# DATASET ENTRIES
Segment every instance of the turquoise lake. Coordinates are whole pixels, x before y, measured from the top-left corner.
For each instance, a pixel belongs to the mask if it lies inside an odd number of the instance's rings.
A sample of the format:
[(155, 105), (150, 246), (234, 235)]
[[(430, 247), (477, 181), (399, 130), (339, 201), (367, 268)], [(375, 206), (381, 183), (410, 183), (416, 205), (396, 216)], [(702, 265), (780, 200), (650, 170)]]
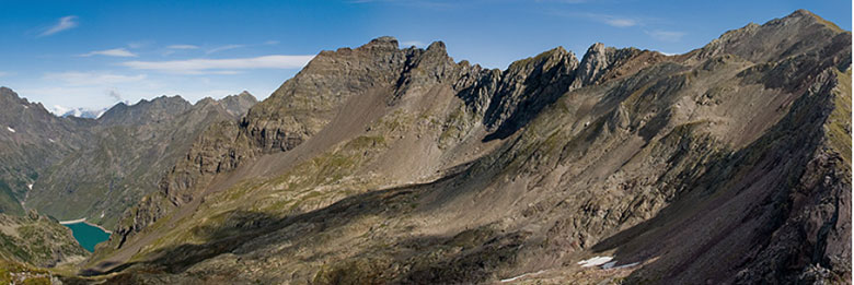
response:
[(70, 228), (71, 233), (74, 235), (74, 239), (77, 239), (77, 242), (79, 242), (80, 246), (90, 252), (95, 250), (95, 245), (101, 244), (102, 241), (105, 241), (109, 238), (108, 233), (86, 223), (74, 223), (64, 226)]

# TO DO
Copy the listing above word for word, leaving out the pictures.

# EXPECTED OUTPUT
Segment every instance of the turquoise lake. Coordinates are whole pixels, x before y, measured from the top-left corner.
For each instance, a pixel belongs to the mask if it lies inside an odd number of the instance's rings.
A sample of the format:
[(155, 105), (150, 246), (234, 235)]
[[(430, 247), (477, 181), (399, 130), (339, 201), (367, 268)], [(375, 206), (381, 183), (410, 183), (416, 205), (396, 216)], [(702, 265), (780, 200), (650, 170)]]
response:
[(70, 228), (71, 233), (74, 235), (74, 239), (77, 239), (77, 242), (79, 242), (80, 246), (90, 252), (95, 250), (95, 245), (101, 244), (102, 241), (105, 241), (109, 238), (108, 233), (86, 223), (74, 223), (64, 226)]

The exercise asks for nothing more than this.